-- begin Recorded information --

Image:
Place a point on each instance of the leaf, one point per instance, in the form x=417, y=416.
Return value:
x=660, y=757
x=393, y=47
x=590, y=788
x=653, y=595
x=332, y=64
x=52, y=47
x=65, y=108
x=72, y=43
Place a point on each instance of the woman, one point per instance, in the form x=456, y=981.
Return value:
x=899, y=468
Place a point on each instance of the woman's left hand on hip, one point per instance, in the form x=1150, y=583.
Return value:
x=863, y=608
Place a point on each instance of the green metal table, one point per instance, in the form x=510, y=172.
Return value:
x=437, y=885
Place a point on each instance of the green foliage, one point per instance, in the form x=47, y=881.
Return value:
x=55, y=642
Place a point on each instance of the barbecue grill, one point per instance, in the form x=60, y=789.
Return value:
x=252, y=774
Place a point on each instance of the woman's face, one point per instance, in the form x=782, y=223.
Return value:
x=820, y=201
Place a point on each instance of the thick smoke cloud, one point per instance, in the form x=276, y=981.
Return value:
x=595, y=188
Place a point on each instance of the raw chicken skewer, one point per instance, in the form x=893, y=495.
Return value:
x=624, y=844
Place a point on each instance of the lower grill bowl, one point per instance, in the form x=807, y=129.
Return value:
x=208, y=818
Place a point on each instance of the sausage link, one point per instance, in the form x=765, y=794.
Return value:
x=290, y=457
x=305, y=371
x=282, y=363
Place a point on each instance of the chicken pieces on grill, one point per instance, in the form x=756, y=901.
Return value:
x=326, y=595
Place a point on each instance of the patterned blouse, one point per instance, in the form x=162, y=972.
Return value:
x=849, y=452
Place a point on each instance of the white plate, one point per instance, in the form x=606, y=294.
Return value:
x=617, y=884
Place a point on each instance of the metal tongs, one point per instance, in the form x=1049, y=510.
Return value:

-- end Recorded information --

**Work to complete:** Render every line of the data above as a Markdown table with two columns, Row and Line, skipping any blank lines.

**Solution below:**
| Row | Line |
|---|---|
| 1 | Image: |
| 2 | Place a point on each instance of the leaf, one point per instance, in the form x=417, y=416. |
| 3 | Return value: |
| 4 | x=660, y=757 |
| 5 | x=393, y=47 |
| 6 | x=590, y=788 |
| 7 | x=653, y=595 |
| 8 | x=332, y=64 |
| 9 | x=52, y=47 |
| 10 | x=65, y=108 |
| 11 | x=72, y=43 |
| 12 | Place a point on each instance of the woman, one point per instance, in the form x=456, y=981. |
| 13 | Return value: |
| 14 | x=899, y=468 |
| 15 | Place a point on each instance of the woman's left hand on hip, one point per instance, in the form x=1150, y=583. |
| 16 | Return value: |
| 17 | x=863, y=608 |
| 18 | Place a point on each instance of the green metal table, one point per instance, in the form x=510, y=172. |
| 19 | Return value: |
| 20 | x=437, y=885 |
| 21 | Place a point on each instance of the green foliage, one point per instance, in the form x=47, y=881. |
| 22 | Return value: |
| 23 | x=55, y=642 |
| 24 | Place a point on each instance of the barbecue grill, one point per instance, in the form x=60, y=789. |
| 25 | Return value: |
| 26 | x=252, y=774 |
| 27 | Place a point on each instance of the woman's face, one point per instance, in the form x=782, y=223. |
| 28 | Return value: |
| 29 | x=820, y=201 |
| 30 | Place a point on each instance of the thick smoke cloud, one point per instance, in the form x=276, y=981. |
| 31 | Return value: |
| 32 | x=595, y=188 |
| 33 | Place a point on each instance of the raw chicken skewer, one point per instance, in the form x=893, y=495. |
| 34 | Return value: |
| 35 | x=624, y=844 |
| 36 | Place a point on each instance of the lower grill bowl, one point per instance, in the form x=807, y=129. |
| 37 | Return value: |
| 38 | x=208, y=818 |
| 39 | Place a point on each instance of the sausage link, one point per instance, in the form x=765, y=794. |
| 40 | Return value: |
| 41 | x=290, y=457 |
| 42 | x=305, y=371 |
| 43 | x=282, y=363 |
| 44 | Place a point on each instance of the chicken pieces on grill, one point per instance, in the form x=756, y=901. |
| 45 | Return value: |
| 46 | x=326, y=595 |
| 47 | Place a point on each instance of the patterned blouse, one point per instance, in the form x=162, y=972. |
| 48 | Return value: |
| 49 | x=849, y=452 |
| 50 | Place a point on each instance of the white plate, one point per instance, in the form x=606, y=294. |
| 51 | Return value: |
| 52 | x=617, y=884 |
| 53 | Place a point on each instance of the metal tongs, one point per instance, in the form x=1049, y=510. |
| 54 | Return value: |